##### Extract provided #####

We are big fans of growing vegetables, and that’s a fact. But when it comes to who is growing what and where, new research* has revealed that different states do have their favorites.
Linked closely with success rates, climate, space to grow or even simply, taste, there is a clear frontrunner in US kitchen gardens. It’s no wonder really, since you can grow this kitchen staple in just about any space, any container or garden bed. And the produce goes with just about every savory dish there is…
The most popular vegetable to grow in the US
According to the research, the potato is the most popular vegetable in fourteen American states, including Connecticut, Utah, Montana, both North and South Dakota, and Oklahoma.
Potatoes are an incredibly versatile crop that can be grown in zones 3 to 10. You can plant potatoes in grow bags, raised garden beds, and even in a large, deep pot – whatever works for you. They can suffer from rot, though, making it trickier to grow them in very wet conditions. Logan Hailey, organic vegetable specialist at AllAboutGardening.com (opens in new tab) recommends pre-sprouting or “chitting” your seed potatoes: doing this ‘can jumpstart your harvest by up to two weeks and reduces the risk of rot and waste. To do this, you should lay your potatoes out in an even single layer on a tray or in egg cartons, place them in a light area (such as a window sill or porch) with the optimum temperature ranging from 60-70°F and let them sprout until they’re around an inch long before planting.’
While the humble spud took the uncontested top spot in the hearts of American vegetable growers, other traditional vegetables were not far behind.

##### Entries supplied #####

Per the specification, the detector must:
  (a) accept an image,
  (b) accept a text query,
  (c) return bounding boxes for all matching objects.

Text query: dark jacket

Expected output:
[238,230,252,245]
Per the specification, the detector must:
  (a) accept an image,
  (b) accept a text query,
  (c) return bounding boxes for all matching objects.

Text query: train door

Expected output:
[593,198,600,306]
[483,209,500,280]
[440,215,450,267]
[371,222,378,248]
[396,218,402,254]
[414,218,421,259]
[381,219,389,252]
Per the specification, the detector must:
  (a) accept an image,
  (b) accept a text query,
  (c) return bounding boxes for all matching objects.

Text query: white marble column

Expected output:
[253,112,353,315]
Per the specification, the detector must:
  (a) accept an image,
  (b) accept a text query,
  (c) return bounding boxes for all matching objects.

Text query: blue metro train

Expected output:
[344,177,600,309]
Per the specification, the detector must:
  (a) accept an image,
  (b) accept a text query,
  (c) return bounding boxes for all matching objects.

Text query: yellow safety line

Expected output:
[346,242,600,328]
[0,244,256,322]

#####

Exercise aim: In the vegetable-growing article, what temperature range is given as best for sprouting seed potatoes before planting?

Answer box: 60-70°F